**Problem details:** Reproduce the entries in full, with no changes.
## Begin Extracted material
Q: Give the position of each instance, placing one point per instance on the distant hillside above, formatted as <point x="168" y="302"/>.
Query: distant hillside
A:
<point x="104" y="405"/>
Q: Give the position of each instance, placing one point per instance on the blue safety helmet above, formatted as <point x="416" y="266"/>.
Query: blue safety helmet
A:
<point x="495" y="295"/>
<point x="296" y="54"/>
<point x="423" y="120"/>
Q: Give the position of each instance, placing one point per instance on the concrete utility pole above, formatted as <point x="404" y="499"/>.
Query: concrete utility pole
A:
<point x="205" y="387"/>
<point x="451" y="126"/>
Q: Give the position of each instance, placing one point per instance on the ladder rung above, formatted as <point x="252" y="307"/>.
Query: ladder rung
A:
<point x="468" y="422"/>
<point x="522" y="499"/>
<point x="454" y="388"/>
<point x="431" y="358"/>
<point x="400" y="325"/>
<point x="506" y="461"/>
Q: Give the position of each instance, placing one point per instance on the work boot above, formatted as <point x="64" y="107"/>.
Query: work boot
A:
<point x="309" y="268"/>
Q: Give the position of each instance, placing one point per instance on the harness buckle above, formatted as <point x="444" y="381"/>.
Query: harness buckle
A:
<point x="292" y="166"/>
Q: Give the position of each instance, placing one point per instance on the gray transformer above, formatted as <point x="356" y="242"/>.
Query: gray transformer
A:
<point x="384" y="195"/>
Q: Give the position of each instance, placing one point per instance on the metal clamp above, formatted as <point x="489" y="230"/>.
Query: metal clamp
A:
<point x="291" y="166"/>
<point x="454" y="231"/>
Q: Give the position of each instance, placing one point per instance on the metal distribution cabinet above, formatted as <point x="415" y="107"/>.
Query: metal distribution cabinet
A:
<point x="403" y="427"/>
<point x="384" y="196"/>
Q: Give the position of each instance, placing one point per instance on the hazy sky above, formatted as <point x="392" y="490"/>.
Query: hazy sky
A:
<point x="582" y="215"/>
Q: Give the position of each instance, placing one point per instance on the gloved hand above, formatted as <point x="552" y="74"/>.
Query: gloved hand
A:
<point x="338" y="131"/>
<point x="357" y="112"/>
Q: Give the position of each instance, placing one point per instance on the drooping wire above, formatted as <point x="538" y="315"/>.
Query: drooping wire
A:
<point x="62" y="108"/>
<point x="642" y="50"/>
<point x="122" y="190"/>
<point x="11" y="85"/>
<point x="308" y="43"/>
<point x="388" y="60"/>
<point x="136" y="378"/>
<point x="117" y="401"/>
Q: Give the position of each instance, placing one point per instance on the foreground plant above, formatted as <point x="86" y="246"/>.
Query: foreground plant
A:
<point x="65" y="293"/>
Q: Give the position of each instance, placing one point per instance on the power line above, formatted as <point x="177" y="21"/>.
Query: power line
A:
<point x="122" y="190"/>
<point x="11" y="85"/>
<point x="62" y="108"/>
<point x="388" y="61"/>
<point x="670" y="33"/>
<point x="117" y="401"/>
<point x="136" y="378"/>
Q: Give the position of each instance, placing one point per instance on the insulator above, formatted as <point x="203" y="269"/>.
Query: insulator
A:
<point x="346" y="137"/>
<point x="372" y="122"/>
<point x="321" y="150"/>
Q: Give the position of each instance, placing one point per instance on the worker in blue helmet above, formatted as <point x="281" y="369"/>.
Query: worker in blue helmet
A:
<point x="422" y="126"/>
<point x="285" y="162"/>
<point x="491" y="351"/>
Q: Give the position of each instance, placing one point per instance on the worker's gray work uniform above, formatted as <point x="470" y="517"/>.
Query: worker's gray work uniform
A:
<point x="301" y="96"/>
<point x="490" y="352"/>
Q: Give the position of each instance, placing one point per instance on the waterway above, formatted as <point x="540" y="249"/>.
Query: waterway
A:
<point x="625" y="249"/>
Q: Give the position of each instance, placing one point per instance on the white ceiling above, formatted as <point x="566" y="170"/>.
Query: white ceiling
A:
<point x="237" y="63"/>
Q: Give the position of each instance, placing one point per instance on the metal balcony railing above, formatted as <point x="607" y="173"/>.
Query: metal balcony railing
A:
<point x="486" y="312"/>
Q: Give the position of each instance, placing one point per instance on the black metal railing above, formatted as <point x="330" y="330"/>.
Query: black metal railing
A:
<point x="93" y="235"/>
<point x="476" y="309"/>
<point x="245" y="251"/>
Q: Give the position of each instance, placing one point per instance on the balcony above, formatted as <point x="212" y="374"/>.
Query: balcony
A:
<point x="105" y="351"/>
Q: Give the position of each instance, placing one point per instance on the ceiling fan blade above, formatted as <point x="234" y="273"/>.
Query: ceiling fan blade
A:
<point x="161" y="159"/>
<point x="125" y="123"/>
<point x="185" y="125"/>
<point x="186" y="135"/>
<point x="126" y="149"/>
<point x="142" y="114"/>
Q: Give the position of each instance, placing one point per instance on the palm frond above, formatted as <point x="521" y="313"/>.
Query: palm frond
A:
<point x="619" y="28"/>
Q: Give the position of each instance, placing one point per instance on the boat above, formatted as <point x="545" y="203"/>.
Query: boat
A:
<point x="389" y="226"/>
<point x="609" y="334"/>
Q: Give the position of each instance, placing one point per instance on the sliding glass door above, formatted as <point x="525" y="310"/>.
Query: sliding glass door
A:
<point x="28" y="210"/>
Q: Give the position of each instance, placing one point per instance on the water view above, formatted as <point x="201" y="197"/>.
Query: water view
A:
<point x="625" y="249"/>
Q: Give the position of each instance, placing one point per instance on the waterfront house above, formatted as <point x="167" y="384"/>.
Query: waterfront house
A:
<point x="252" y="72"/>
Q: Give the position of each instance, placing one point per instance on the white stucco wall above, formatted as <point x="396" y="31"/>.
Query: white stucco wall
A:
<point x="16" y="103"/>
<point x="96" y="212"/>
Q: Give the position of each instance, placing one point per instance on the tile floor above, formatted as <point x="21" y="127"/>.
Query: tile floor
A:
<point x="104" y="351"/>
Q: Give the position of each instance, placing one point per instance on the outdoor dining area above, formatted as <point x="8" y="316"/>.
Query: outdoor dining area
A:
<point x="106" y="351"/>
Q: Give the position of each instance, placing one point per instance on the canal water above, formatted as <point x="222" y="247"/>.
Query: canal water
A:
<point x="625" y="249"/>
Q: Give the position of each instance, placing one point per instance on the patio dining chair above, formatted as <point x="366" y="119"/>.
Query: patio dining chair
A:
## End Extracted material
**Response to the task:**
Q: Give the position of each instance, placing one point per instance on the distant hillside above, formatted as <point x="168" y="302"/>.
Query: distant hillside
A:
<point x="104" y="405"/>
Q: Give the position of each instance, placing one point per instance on the blue safety helmet above, formatted as <point x="416" y="266"/>.
Query: blue safety helmet
A:
<point x="495" y="295"/>
<point x="296" y="54"/>
<point x="423" y="120"/>
Q: Give the position of each instance, placing one point per instance on the concrete utility pole above, formatted as <point x="404" y="499"/>.
Query: concrete utility pole
A:
<point x="205" y="387"/>
<point x="451" y="126"/>
Q: Give the position of each instance, placing one point per instance on the ladder rung above, formatted as <point x="252" y="307"/>.
Query: ladder rung
A:
<point x="468" y="422"/>
<point x="522" y="499"/>
<point x="454" y="388"/>
<point x="431" y="358"/>
<point x="400" y="325"/>
<point x="506" y="461"/>
Q: Give the position of each instance, placing one point per instance on the work boot above, formatted as <point x="64" y="107"/>.
Query: work boot
A:
<point x="309" y="268"/>
Q: Give the position of each instance, placing one point per instance on the harness buckle above, formatted as <point x="444" y="381"/>.
Query: harness buckle
A:
<point x="292" y="166"/>
Q: Give the position of each instance, placing one point per instance on the gray transformer above, formatted as <point x="356" y="242"/>.
Query: gray transformer
A:
<point x="384" y="195"/>
Q: Give the position of each instance, placing one point per instance on the metal clamp above, formatted as <point x="489" y="230"/>.
Query: metal clamp
A:
<point x="291" y="166"/>
<point x="454" y="231"/>
Q: Give the position of each instance, placing one point per instance on the metal distribution cabinet above, formatted as <point x="415" y="107"/>.
Query: metal distribution cabinet
A:
<point x="403" y="427"/>
<point x="384" y="196"/>
Q: Give the position of each instance, placing one point per instance on the hazy sky above, formatted as <point x="392" y="490"/>.
Query: hazy sky
A:
<point x="582" y="215"/>
Q: Give the position of each instance, placing one point per instance on the gloved hand above, formatted as <point x="552" y="74"/>.
Query: gloved hand
A:
<point x="338" y="131"/>
<point x="357" y="112"/>
Q: Give the position of each instance, placing one point per instance on the drooping wire above, formatted as <point x="538" y="315"/>.
Query: drooping wire
A:
<point x="62" y="108"/>
<point x="642" y="50"/>
<point x="122" y="190"/>
<point x="11" y="85"/>
<point x="308" y="43"/>
<point x="388" y="60"/>
<point x="136" y="378"/>
<point x="117" y="401"/>
Q: Give the position of each instance, placing one point per instance on the foreground plant above, formatted as <point x="86" y="246"/>.
Query: foreground plant
A:
<point x="65" y="293"/>
Q: Give the position of each instance, placing one point per instance on the power line above, formatted as <point x="177" y="21"/>.
Query: power line
A:
<point x="122" y="190"/>
<point x="11" y="85"/>
<point x="62" y="108"/>
<point x="388" y="61"/>
<point x="670" y="33"/>
<point x="117" y="401"/>
<point x="136" y="378"/>
Q: Give the position of each instance, placing one point per instance on the insulator above, formatted as <point x="203" y="269"/>.
Query: insulator
A:
<point x="346" y="137"/>
<point x="372" y="122"/>
<point x="321" y="150"/>
Q: Give the position of each instance, placing one point per instance on the worker in blue helmet above, formatted as <point x="281" y="369"/>.
Query: worker in blue helmet
A:
<point x="422" y="126"/>
<point x="285" y="162"/>
<point x="491" y="351"/>
Q: Give the position of each instance, placing one point per instance on the worker's gray work uniform above, formatted as <point x="470" y="517"/>.
Query: worker's gray work uniform
A:
<point x="301" y="96"/>
<point x="490" y="352"/>
Q: Give the position of each instance, placing one point per instance on the waterway above, formatted as <point x="540" y="249"/>.
Query: waterway
A:
<point x="625" y="249"/>
Q: Give the position of each instance, placing one point per instance on the white ceiling above, formatted as <point x="566" y="170"/>.
Query: white ceiling
A:
<point x="237" y="63"/>
Q: Give the position of each instance, placing one point per instance on the metal balcony railing above, formatted as <point x="607" y="173"/>.
Query: metal balcony railing
A:
<point x="486" y="312"/>
Q: Give the position of each instance, placing one point per instance on the black metal railing above, formatted as <point x="330" y="330"/>.
Query: black metal railing
A:
<point x="93" y="235"/>
<point x="476" y="309"/>
<point x="245" y="251"/>
Q: Give the position of each instance, placing one point per instance on the balcony above, formatted as <point x="212" y="374"/>.
Query: balcony
A:
<point x="105" y="351"/>
Q: Give the position of each instance, placing one point per instance on the ceiling fan blade above, formatted as <point x="234" y="273"/>.
Query: ceiling fan blade
A:
<point x="161" y="159"/>
<point x="125" y="123"/>
<point x="185" y="125"/>
<point x="186" y="135"/>
<point x="126" y="149"/>
<point x="142" y="114"/>
Q: Give the position of each instance, placing one point per instance on the palm frond above, formatted as <point x="521" y="313"/>.
Query: palm frond
A:
<point x="619" y="28"/>
Q: Give the position of each instance, placing one point per instance on the boat above, formatted as <point x="545" y="203"/>.
Query: boat
A:
<point x="389" y="226"/>
<point x="609" y="334"/>
Q: Give the position of each instance, placing one point per instance on the sliding glass door above, formatted as <point x="525" y="310"/>.
Query: sliding glass door
A:
<point x="28" y="210"/>
Q: Give the position of each instance, placing one point per instance on the water view above, formatted as <point x="201" y="197"/>.
Query: water view
A:
<point x="625" y="249"/>
Q: Give the position of each instance, placing one point per instance on the waterfront house above, formatted as <point x="167" y="384"/>.
Query: waterfront house
A:
<point x="252" y="72"/>
Q: Give the position of each instance, placing one point per instance on the white stucco wall above, formatted as <point x="396" y="31"/>.
Query: white stucco wall
A:
<point x="16" y="103"/>
<point x="96" y="212"/>
Q: Give the position of each instance, placing one point per instance on the tile floor above, formatted as <point x="21" y="127"/>.
Query: tile floor
A:
<point x="104" y="351"/>
Q: Give the position of each instance, placing one point per instance on the outdoor dining area above, formatted as <point x="8" y="316"/>.
Query: outdoor dining area
A:
<point x="106" y="351"/>
Q: Give the position of each instance, placing one point per instance on the canal water above, formatted as <point x="222" y="247"/>.
Query: canal water
A:
<point x="625" y="249"/>
Q: Give the position of each instance, placing one point per instance on the patio dining chair above, formatted as <point x="366" y="119"/>.
Query: patio dining chair
A:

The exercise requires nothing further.